- Aim -
Please quote only the lines that start at the one with "For every instance of the dark" and go on to the last line of the data, both ends kept.

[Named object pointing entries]
· · · ·
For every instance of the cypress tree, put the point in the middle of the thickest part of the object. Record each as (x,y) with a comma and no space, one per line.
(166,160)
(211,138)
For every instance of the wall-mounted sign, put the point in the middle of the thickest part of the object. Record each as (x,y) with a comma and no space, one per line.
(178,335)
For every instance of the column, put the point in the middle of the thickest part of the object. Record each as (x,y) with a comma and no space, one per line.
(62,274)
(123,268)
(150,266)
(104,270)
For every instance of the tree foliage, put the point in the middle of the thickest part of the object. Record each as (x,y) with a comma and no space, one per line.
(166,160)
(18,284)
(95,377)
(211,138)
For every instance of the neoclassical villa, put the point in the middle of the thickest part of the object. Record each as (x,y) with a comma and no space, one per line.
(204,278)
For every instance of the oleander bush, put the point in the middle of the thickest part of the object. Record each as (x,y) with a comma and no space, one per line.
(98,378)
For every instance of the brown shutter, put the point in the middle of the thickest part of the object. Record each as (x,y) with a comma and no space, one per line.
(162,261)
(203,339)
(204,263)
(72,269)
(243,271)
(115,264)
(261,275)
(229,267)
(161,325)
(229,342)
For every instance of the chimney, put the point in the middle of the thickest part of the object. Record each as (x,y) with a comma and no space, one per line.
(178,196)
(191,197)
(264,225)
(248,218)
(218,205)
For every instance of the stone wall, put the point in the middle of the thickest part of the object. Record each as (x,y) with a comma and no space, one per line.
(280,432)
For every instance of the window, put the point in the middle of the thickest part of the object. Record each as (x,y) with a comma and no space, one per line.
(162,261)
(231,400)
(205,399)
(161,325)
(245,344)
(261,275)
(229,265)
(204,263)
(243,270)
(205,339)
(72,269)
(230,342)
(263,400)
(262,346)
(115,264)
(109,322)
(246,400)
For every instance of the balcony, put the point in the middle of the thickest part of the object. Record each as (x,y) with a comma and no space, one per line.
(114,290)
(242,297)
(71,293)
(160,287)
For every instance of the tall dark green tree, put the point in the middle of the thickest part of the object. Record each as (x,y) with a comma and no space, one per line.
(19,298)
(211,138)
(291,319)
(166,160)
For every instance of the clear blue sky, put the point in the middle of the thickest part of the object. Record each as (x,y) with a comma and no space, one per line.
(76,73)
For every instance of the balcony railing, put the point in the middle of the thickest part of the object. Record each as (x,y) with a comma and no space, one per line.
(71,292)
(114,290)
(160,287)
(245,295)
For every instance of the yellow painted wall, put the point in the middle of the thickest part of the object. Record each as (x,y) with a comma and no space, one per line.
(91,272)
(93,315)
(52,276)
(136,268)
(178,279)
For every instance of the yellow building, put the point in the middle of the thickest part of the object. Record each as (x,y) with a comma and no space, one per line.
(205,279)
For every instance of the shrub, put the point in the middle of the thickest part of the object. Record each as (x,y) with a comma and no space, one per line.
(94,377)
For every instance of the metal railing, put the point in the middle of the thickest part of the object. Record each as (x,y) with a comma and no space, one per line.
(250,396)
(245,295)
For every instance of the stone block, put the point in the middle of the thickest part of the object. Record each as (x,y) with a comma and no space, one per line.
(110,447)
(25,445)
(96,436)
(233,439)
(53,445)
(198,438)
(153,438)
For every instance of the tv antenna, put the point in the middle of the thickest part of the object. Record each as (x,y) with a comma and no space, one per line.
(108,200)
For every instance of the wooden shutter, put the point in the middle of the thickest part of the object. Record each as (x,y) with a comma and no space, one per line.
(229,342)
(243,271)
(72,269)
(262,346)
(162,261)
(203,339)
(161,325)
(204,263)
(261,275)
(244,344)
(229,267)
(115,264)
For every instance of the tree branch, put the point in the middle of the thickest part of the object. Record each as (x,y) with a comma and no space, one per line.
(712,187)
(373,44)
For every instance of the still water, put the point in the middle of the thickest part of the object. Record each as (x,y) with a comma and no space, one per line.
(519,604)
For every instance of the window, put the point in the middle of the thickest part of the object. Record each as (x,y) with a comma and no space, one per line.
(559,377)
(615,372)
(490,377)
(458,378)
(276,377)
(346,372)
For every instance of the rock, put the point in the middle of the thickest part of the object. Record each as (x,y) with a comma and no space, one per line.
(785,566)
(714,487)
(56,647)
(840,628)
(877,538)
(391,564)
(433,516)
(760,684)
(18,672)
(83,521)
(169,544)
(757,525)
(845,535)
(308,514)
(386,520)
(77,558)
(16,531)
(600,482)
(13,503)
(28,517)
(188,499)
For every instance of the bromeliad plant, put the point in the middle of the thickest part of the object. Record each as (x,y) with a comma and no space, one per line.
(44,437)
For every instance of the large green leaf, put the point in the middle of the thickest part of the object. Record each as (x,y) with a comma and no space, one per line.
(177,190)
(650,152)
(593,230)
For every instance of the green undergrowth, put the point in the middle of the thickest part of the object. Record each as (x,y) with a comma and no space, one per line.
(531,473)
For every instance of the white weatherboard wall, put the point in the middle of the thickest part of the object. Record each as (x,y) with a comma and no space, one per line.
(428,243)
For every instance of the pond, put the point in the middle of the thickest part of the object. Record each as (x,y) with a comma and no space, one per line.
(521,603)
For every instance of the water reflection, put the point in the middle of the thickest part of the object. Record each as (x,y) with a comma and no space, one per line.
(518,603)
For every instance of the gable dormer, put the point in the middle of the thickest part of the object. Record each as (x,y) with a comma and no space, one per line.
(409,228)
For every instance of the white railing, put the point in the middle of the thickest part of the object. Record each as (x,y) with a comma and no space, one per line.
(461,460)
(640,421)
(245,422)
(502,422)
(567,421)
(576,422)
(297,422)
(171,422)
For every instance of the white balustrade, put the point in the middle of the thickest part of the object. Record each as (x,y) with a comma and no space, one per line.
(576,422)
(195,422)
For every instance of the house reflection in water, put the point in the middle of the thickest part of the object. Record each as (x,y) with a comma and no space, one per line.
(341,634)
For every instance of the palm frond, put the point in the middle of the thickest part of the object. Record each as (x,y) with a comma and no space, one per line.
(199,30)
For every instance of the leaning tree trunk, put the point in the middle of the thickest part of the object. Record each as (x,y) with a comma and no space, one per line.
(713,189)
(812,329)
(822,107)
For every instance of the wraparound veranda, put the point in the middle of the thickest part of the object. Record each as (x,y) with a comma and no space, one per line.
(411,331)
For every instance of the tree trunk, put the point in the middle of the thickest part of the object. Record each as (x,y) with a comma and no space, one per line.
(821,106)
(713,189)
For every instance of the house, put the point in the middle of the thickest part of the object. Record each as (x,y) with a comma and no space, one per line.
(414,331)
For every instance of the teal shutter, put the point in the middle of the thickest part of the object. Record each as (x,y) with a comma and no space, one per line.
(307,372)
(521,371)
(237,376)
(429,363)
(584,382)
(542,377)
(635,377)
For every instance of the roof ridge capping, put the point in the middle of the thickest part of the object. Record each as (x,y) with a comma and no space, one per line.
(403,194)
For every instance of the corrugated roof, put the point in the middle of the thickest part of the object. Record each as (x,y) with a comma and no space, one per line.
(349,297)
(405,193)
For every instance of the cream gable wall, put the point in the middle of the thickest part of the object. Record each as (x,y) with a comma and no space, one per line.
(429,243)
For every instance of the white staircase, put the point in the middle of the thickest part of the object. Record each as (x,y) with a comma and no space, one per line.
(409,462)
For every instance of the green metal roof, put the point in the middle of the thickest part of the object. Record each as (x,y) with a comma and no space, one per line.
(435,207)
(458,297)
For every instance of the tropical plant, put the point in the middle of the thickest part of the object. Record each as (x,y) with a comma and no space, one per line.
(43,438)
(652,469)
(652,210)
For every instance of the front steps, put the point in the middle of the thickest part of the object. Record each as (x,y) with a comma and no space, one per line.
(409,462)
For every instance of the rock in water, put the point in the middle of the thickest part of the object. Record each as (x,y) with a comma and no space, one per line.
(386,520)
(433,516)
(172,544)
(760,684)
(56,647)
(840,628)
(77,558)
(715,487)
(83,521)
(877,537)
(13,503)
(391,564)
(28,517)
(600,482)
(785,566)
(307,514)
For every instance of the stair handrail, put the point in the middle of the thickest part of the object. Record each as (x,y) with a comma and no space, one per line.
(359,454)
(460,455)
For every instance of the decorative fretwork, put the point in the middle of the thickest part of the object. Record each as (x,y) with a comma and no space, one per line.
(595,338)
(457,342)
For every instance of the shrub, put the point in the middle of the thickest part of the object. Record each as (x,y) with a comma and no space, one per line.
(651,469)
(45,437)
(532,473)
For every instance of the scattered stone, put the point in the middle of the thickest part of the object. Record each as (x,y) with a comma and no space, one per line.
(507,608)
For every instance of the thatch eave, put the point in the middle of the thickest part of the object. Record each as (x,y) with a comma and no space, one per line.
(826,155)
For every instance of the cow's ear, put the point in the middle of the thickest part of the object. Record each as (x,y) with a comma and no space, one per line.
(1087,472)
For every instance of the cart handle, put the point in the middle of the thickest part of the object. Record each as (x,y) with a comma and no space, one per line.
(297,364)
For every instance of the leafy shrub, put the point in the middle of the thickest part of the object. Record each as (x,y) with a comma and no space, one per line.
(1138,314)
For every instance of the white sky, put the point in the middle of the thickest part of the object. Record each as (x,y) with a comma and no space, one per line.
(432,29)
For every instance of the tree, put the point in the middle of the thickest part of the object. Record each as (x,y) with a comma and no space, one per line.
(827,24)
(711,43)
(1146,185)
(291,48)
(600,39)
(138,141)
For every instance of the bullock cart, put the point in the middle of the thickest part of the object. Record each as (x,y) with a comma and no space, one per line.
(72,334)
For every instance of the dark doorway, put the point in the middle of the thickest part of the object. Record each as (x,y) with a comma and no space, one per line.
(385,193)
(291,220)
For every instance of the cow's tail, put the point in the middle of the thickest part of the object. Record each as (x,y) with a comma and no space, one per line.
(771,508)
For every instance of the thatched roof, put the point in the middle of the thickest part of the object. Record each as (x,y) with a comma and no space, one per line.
· · · ·
- Written answer -
For every instance of the dark doorway, put the point in the middle of the thickest part of the object. Record each as (x,y) with a comma and no space, one per line.
(385,193)
(291,220)
For every instance of the cow's tail, put the point in the middle of the thickest part of the object. Record each as (x,y) with a comma and no space, one per line.
(771,508)
For every instance of the thatched roof, put the point in the middle of the thickest part of the object. Record each as (x,y) with a comma and no space, one per line.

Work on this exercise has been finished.